§ Excerpt provided
-*-*-
Would You Buy Software From A Scraper?

Print This Post

You may also like...

27 Responses

  1. David says:

    And there's no reason for a software company to advertise itself just through a fake legal blog – which means, in all likelihood, there are more of these blogs scraping blogs about tech, politics, music, pictures of ferrets, etc.

    I wonder if there's a way to find all of them?

  2. Ken says:

    Well David, I took the advertisement and tried a reverse image search on it, but didn't come up with any other fake blogs.

  3. Why, yes, I would install their software — no, actually, I have installed their software and legal Canadian Vicodin it's running perfectly Cialis well.

  4. On a more serious note, Mr. Szafarski has an email address (if it's different than the email addresses you've found).
-*-*-
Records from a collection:
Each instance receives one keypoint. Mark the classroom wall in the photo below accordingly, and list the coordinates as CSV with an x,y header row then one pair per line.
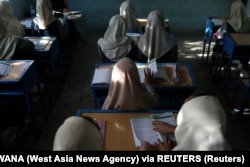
x,y
184,15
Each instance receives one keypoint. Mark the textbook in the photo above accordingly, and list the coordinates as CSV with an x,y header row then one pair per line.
x,y
142,128
102,125
102,76
40,44
159,71
5,68
72,15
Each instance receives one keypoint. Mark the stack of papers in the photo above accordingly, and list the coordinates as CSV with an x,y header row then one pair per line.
x,y
5,68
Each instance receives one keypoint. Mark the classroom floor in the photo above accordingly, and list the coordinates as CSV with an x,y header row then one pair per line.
x,y
75,93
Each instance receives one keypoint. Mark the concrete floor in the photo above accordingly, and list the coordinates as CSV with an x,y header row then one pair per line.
x,y
75,92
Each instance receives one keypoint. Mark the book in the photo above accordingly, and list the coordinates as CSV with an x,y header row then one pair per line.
x,y
72,15
102,126
5,68
159,71
142,128
102,76
40,44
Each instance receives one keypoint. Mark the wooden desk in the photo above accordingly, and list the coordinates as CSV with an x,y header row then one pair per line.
x,y
169,91
21,79
118,133
143,23
212,25
236,46
49,54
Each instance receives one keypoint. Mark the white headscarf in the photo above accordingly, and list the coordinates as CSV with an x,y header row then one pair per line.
x,y
8,43
201,125
11,23
238,15
127,10
115,44
126,91
77,133
44,15
156,41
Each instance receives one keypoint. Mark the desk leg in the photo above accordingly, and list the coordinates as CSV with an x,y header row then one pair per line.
x,y
204,48
228,73
33,124
244,99
95,99
208,49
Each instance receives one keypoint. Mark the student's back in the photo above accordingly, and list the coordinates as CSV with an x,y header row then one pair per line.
x,y
12,46
45,24
156,42
12,24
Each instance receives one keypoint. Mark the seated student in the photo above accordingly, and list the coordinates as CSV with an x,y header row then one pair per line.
x,y
126,92
62,6
12,46
12,24
115,44
127,10
201,126
45,24
156,42
78,134
237,23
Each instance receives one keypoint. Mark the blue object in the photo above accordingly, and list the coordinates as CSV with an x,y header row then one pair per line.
x,y
32,11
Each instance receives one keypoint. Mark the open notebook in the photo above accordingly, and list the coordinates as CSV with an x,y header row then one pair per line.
x,y
142,128
102,126
5,68
40,44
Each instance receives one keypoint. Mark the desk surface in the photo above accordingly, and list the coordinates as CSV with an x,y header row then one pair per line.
x,y
241,39
143,22
186,76
118,133
18,70
43,43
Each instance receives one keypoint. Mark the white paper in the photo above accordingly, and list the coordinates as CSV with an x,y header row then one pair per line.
x,y
143,131
102,75
142,128
5,68
217,21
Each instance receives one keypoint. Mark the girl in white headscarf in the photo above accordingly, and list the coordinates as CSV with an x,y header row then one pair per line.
x,y
78,134
45,24
126,92
156,42
127,10
237,23
12,46
115,44
201,126
11,23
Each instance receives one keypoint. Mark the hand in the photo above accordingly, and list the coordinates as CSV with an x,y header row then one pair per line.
x,y
148,80
145,146
166,145
163,127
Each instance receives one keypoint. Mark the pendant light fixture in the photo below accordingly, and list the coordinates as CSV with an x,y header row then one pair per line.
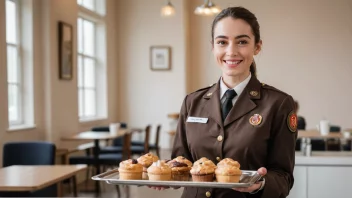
x,y
207,9
168,10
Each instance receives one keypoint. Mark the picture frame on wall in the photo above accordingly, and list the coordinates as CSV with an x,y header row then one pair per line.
x,y
65,34
160,58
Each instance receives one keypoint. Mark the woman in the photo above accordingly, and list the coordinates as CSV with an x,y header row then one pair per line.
x,y
239,117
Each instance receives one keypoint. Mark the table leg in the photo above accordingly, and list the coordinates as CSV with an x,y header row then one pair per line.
x,y
97,165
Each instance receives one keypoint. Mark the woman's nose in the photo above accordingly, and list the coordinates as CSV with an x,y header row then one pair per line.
x,y
231,50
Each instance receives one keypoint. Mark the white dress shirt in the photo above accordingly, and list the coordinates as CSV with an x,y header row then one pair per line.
x,y
238,89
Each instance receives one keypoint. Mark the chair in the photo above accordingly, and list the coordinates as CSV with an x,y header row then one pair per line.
x,y
111,159
117,144
301,125
154,146
334,144
142,149
30,153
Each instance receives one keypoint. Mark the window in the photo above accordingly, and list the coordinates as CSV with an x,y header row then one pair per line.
x,y
89,4
19,55
91,61
14,77
87,93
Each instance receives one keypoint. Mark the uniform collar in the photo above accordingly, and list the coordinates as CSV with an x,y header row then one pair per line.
x,y
251,86
243,105
238,89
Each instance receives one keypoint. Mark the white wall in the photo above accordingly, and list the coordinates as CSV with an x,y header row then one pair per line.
x,y
146,96
56,108
306,53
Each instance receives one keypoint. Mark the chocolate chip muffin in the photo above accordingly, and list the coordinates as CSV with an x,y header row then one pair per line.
x,y
228,170
180,167
159,171
130,170
203,170
146,161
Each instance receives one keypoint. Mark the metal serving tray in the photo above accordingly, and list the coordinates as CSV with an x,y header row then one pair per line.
x,y
248,178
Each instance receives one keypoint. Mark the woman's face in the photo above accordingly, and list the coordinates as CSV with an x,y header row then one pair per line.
x,y
234,47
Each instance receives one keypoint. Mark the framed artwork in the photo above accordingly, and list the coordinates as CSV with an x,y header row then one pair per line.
x,y
65,50
160,58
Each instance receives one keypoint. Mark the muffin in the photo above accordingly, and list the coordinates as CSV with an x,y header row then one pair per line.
x,y
203,170
180,167
159,171
130,170
147,160
228,170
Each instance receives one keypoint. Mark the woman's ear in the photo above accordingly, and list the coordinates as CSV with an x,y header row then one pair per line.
x,y
258,47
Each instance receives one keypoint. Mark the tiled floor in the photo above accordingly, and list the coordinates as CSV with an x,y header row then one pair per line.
x,y
109,191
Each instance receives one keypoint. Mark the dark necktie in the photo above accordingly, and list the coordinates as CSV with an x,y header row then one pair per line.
x,y
227,105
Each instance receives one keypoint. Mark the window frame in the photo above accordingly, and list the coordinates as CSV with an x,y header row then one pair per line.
x,y
99,57
19,84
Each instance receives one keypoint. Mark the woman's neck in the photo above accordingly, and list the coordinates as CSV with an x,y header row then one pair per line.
x,y
233,81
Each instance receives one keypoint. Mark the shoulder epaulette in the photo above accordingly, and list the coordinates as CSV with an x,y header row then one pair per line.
x,y
265,86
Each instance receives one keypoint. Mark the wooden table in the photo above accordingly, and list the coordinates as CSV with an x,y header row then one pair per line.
x,y
22,178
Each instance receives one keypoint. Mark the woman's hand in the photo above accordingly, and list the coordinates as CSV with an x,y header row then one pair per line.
x,y
262,171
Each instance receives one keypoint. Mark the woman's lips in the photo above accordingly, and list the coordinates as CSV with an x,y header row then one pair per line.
x,y
232,63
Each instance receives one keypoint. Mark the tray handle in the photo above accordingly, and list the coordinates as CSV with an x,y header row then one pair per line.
x,y
102,175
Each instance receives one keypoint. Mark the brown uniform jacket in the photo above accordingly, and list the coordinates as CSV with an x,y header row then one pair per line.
x,y
270,144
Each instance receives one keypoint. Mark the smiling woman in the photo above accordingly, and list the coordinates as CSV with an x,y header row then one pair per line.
x,y
246,120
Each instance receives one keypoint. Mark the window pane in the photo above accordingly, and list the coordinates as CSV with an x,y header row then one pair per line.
x,y
89,73
12,66
11,25
89,103
13,97
80,72
80,35
88,37
90,4
80,102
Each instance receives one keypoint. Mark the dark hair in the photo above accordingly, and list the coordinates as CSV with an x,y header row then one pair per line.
x,y
246,15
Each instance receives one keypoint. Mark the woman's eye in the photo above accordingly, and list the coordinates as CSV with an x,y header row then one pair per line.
x,y
242,42
221,42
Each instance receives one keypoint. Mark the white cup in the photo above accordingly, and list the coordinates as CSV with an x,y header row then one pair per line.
x,y
324,127
346,134
114,128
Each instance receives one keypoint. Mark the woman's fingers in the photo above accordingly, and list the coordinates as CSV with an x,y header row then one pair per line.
x,y
249,189
262,171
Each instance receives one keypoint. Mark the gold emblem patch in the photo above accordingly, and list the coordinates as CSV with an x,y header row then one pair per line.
x,y
255,120
292,121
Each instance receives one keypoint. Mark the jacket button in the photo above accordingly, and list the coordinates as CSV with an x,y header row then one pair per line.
x,y
219,138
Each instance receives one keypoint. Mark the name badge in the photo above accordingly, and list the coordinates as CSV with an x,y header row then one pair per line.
x,y
197,119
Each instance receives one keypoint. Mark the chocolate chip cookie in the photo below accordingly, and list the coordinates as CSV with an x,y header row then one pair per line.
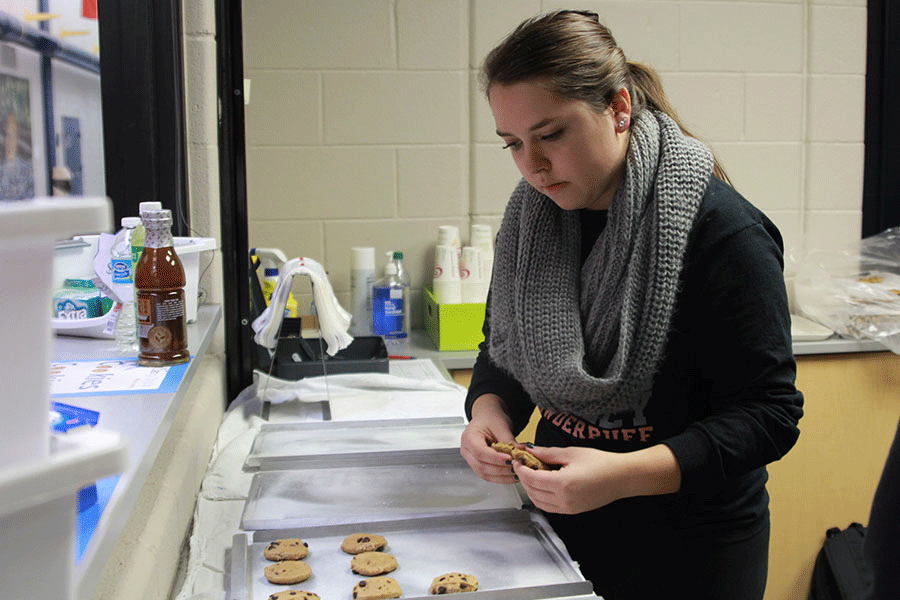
x,y
523,456
373,563
294,595
287,572
452,583
286,549
363,542
377,588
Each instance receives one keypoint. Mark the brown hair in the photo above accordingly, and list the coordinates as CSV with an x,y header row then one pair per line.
x,y
579,58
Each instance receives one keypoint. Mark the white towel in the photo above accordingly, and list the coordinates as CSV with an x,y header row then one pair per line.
x,y
334,321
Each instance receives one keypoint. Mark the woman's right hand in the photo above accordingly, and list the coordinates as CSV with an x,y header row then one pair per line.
x,y
489,424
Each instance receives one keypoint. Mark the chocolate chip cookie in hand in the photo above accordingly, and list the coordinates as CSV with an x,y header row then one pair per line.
x,y
523,456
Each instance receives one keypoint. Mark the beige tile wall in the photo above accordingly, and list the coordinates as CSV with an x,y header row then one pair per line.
x,y
366,125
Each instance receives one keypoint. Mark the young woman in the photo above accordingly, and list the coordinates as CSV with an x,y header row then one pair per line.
x,y
638,302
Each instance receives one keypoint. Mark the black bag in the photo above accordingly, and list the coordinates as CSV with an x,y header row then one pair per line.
x,y
840,571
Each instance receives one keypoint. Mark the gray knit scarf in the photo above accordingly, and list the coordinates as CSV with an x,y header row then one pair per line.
x,y
587,340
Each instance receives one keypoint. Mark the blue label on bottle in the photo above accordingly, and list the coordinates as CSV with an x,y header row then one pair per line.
x,y
387,312
121,270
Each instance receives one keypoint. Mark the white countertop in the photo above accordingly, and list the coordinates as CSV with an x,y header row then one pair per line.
x,y
143,420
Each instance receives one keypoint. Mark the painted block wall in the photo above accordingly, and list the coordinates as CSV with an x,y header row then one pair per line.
x,y
366,126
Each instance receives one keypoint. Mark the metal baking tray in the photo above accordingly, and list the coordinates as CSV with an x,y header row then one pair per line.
x,y
329,443
441,485
514,554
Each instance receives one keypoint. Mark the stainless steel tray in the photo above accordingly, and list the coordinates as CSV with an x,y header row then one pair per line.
x,y
321,496
332,443
514,554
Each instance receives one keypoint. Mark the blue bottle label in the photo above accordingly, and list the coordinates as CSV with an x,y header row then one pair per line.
x,y
387,312
121,270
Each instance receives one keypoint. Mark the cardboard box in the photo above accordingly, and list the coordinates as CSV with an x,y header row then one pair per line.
x,y
452,326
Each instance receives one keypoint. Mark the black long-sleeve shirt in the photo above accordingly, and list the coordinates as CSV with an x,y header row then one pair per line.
x,y
723,399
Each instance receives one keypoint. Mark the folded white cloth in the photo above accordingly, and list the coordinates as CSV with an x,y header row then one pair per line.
x,y
334,321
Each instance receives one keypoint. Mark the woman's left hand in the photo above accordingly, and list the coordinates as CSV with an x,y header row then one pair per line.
x,y
586,478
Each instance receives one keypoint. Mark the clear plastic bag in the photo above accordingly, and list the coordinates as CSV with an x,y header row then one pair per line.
x,y
854,292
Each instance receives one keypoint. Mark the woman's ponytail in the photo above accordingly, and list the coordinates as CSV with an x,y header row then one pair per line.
x,y
647,91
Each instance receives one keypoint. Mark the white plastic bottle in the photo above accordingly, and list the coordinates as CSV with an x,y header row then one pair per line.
x,y
403,276
389,304
123,275
362,278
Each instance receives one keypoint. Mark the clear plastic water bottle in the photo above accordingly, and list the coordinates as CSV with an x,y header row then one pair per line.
x,y
123,274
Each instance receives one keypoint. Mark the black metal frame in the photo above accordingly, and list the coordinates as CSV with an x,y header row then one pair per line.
x,y
233,188
142,90
881,179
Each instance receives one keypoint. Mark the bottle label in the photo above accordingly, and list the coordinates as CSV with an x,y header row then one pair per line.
x,y
387,312
122,270
161,327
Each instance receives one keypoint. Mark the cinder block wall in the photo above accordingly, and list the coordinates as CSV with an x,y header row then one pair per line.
x,y
366,126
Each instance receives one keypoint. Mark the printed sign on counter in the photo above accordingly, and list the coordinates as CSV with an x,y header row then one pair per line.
x,y
112,377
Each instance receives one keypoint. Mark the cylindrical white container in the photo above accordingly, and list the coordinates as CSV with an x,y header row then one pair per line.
x,y
448,235
482,237
362,277
446,283
472,286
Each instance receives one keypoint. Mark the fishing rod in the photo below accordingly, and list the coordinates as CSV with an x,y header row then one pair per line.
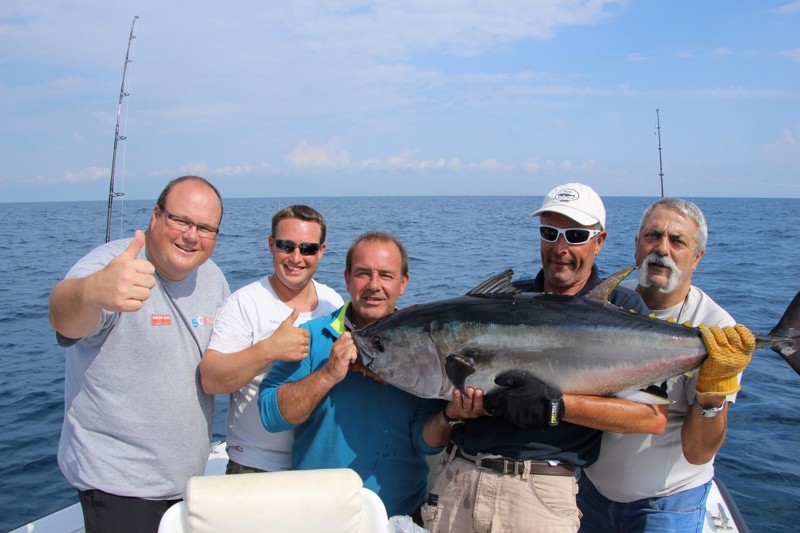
x,y
660,167
117,137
-*-*-
§ Required task A
Answer these questions from the comment thread on buying software from a scraper:
(i) Which subjects does David list as possible targets of other scraping blogs?
(ii) What kind of search did Ken run on the advertisement?
(iii) Who is said to have an email address?
§ Required task B
Write a continuation of the comment thread on buying software from a scraper, beginning after its last comment.

§ Result A
(i) Tech, politics, music and pictures of ferrets.
(ii) A reverse image search.
(iii) Mr. Szafarski.

§ Result B
  5. FiXato says:

    As their domain registration and hosting seems to be done through GoDaddy, you could try sending a C&D with a CC to abuse@godaddy.com
    Should they still not comply, have GoDaddy enforce their Copyright Policy: http://www.godaddy.com/agreements/ShowDoc.aspx?pageid=tradmark_copy
    Abuse can also be reported through https://supportcenter.godaddy.com/Abuse/SpamReport.aspx?ci=22420

  6. Narad says:

    I felt a gnawing pain in my brain stem upon viewing this product description (emphasis in original):

    With EasyLinkMail’s Auto-priority Queue and its Bio-Signature Recognition (Patent Pending), you will never miss another important email.

  7. AlphaCentauri says:

    What are all the links to bloomberglaw.com?

  8. Narad says:

    have GoDaddy enforce their Copyright Policy

    Heh. I commend to you the tattered archives of NANAE. GoDaddy doesn't give a flying fuck about what they host.

  9. Narad says:

    ^ More properly, "what they facilitate."

  10. NickPheas says:

    Will Charles Carreon be shortly asking you for $20,000?

  11. NR says:

    The paypal button collects to szafarsky's personal account, judging by the page source. Worth saving an html version if you're wanting to follow that up.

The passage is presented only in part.